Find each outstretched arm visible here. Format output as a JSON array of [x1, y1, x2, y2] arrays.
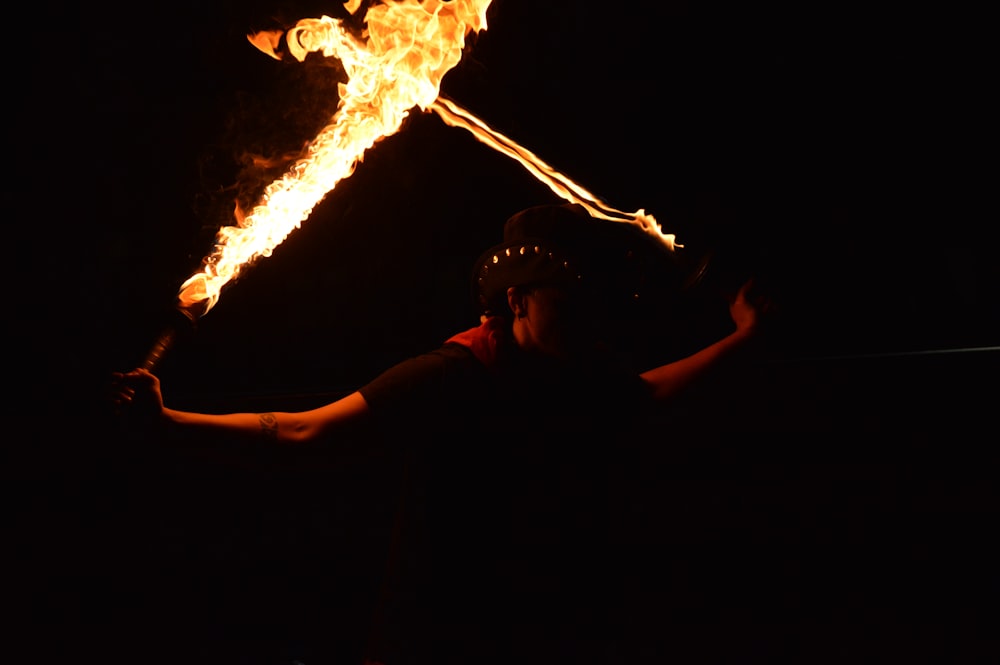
[[112, 369, 368, 444], [640, 280, 770, 401]]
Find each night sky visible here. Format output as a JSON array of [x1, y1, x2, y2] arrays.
[[17, 0, 1000, 394], [4, 0, 1000, 665]]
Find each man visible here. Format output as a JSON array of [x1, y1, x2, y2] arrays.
[[115, 204, 767, 665]]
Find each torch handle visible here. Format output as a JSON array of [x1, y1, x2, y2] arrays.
[[140, 328, 177, 372]]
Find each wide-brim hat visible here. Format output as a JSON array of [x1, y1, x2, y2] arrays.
[[472, 203, 691, 315]]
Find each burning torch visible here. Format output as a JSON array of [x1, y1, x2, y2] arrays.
[[133, 0, 680, 370]]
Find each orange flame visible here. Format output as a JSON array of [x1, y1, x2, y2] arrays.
[[178, 0, 682, 319], [178, 0, 490, 318]]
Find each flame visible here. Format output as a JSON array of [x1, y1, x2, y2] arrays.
[[178, 0, 491, 318], [178, 0, 683, 319]]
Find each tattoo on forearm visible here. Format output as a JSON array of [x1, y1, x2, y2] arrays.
[[257, 413, 278, 441]]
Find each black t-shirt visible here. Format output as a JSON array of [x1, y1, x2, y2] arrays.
[[360, 320, 651, 655]]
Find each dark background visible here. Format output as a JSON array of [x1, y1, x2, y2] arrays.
[[5, 0, 1000, 665]]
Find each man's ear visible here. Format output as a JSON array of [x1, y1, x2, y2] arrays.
[[507, 286, 528, 319]]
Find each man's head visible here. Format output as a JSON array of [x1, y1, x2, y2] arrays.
[[473, 204, 682, 356]]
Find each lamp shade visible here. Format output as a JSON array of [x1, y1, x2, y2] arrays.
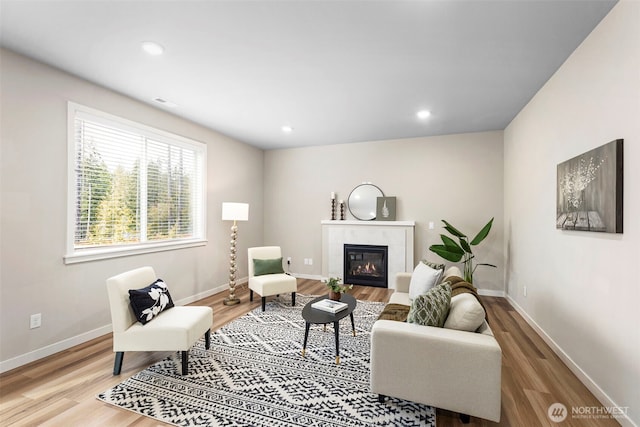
[[222, 202, 249, 221]]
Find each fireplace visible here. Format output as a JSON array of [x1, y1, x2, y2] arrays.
[[344, 244, 388, 288]]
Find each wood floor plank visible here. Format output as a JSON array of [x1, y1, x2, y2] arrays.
[[0, 279, 618, 427]]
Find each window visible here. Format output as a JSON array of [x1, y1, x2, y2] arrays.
[[65, 103, 206, 263]]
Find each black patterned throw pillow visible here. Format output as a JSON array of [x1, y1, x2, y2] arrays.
[[129, 279, 173, 325]]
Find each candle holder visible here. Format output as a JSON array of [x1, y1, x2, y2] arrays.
[[331, 199, 336, 221]]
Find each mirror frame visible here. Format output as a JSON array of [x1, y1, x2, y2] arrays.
[[347, 183, 384, 221]]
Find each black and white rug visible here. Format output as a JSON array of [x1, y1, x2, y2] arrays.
[[98, 295, 435, 427]]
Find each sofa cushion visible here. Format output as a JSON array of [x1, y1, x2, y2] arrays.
[[378, 304, 410, 322], [253, 257, 284, 276], [389, 291, 411, 306], [444, 293, 485, 332], [407, 282, 451, 328], [409, 262, 442, 300], [129, 279, 173, 325]]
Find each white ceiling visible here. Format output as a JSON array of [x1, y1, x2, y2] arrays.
[[0, 0, 615, 149]]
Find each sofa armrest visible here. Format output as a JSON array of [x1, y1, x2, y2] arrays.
[[396, 273, 411, 293], [371, 320, 502, 421]]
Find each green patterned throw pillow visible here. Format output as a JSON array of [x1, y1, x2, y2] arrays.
[[407, 282, 451, 328]]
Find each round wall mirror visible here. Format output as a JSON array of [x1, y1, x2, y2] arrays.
[[347, 184, 384, 221]]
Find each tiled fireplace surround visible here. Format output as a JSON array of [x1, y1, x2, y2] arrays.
[[321, 220, 415, 289]]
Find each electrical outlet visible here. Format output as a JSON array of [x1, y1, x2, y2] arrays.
[[29, 313, 42, 329]]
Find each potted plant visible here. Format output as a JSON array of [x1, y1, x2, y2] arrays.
[[324, 277, 353, 301], [429, 218, 496, 284]]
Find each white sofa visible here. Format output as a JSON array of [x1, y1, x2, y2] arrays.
[[371, 273, 502, 422]]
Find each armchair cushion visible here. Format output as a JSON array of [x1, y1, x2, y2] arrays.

**STATED PROBLEM**
Rewrite all of the data above, replacing every "visible here" with "shown in this image" and keeping everything else the same. Leave the pictures out of your answer.

**COMPLETE OUTPUT**
Find each outstretched arm shown in this image. Format output as a JSON array of [x1, y1, x2, y2] arrays.
[[112, 369, 368, 444], [640, 280, 770, 401]]
Find each night sky shown in this image. Format output as a JSON array of [x1, y1, x2, y2] arrays.
[[17, 0, 1000, 394], [4, 0, 1000, 665]]
Find each man shown in this image. Format output as a JSON array of [x1, y1, x2, y2] arrays.
[[115, 204, 767, 665]]
Find each torch handle shown in this image. Format output as a JSON array of [x1, y1, x2, y2] arrays.
[[140, 328, 177, 372]]
Find each wide-brim hat shown in this image. Format output as a JSON array of [x1, y1, x2, y2] arrays.
[[472, 203, 691, 315]]
Find each burning torch shown in this image. Format output as a JSON array of [x1, y1, x2, y2] arrays.
[[133, 0, 680, 370]]
Find each orange flame shown in this image. Format output as a JSON array of [x1, y1, x2, y2] arrays.
[[178, 0, 682, 319], [178, 0, 490, 318]]
Find each flame shown in this image. Format output as a JSON array of [x1, y1, x2, y2] arrays.
[[178, 0, 491, 318], [178, 0, 683, 319]]
Find each tattoo on forearm shown in this image. Format output as a JSON array of [x1, y1, x2, y2] arrays.
[[257, 413, 278, 441]]
Find each black t-shirt shown in this image. Format output as a JSON array of [x1, y1, x2, y2] arrays.
[[360, 320, 651, 655]]
Find each dark background shown in this image. Format output as a JSON array of [x1, y1, x2, y2] arrays.
[[5, 0, 1000, 665]]
Find each man's ear shown in this image. Format output as a JSON array of [x1, y1, x2, y2] arrays.
[[507, 286, 528, 319]]
Find each man's head shown in this image. Format output as a JSON array of [x1, y1, x2, y2] arrays.
[[473, 204, 682, 356]]
Find each lamp shade shown in this image. Format output as a JSON array of [x1, y1, x2, y2] arrays.
[[222, 202, 249, 221]]
Find each fireplace shown in this image. Format output as a JSON array of [x1, y1, x2, y2] arrays.
[[344, 244, 388, 288]]
Find each wood floor plank shown in this image. Format output as a JSON array of [x1, y1, x2, y2] arrays.
[[0, 279, 618, 427]]
Find each window shown in this image. Format output as a JSON array of [x1, y1, x2, y2] arrays.
[[65, 103, 206, 263]]
Find each black patterned throw pillow shown in this image. Format output as a JSON array of [x1, y1, x2, y2] arrays.
[[129, 279, 173, 325]]
Find each candle holder shown in this image. Format output as a JSON array of [x1, y1, x2, y2] arrays.
[[331, 199, 336, 221]]
Find each mirror frame shown in this image. Format output as a JSON array of [x1, y1, x2, y2] arrays.
[[347, 183, 384, 221]]
Find each black and white rug shown in this image. Format output as a JSON array of [x1, y1, x2, y2] arrays.
[[98, 295, 435, 427]]
Find each sofa cushion shown in this image. Format output as a JSON array of [x1, y1, x2, y2] arrays.
[[378, 304, 410, 322], [253, 257, 284, 276], [389, 291, 411, 306], [444, 293, 485, 332], [407, 282, 451, 328], [409, 262, 442, 300], [129, 279, 173, 325]]
Find each white ceiling shown in this image. Format output as a JSON array of [x1, y1, x2, y2] arrays.
[[0, 0, 615, 149]]
Find each sofa armrest shown in this image. Format output as a JSON array of [x1, y1, x2, y2] arrays.
[[396, 273, 411, 293], [371, 320, 502, 421]]
Find each green patterned throw pillow shown in this image. Format output as a JSON array of [x1, y1, x2, y2] arrays.
[[407, 282, 451, 328]]
Find each round wall mirror shown in this image. Format output as a JSON array of [x1, y1, x2, y2] arrays.
[[347, 184, 384, 221]]
Find each tiled fireplace surround shown in this image. Format output as a JSON array of [x1, y1, x2, y2] arrays.
[[321, 220, 415, 289]]
Find each electrical outlet shown in this image. Format output as a JSON array of [x1, y1, x2, y2] arrays.
[[29, 313, 42, 329]]
Find each potted plant shown in this image. Format output as a JSON array of [x1, y1, x2, y2] arrays.
[[324, 277, 353, 301], [429, 218, 496, 284]]
Find each white sofa shown in this image. Format output as a JSON array of [x1, y1, x2, y2] arrays.
[[371, 273, 502, 422]]
Find each armchair cushion shown in this image. Format output as a JSON array of [x1, y1, x2, y2] arrays.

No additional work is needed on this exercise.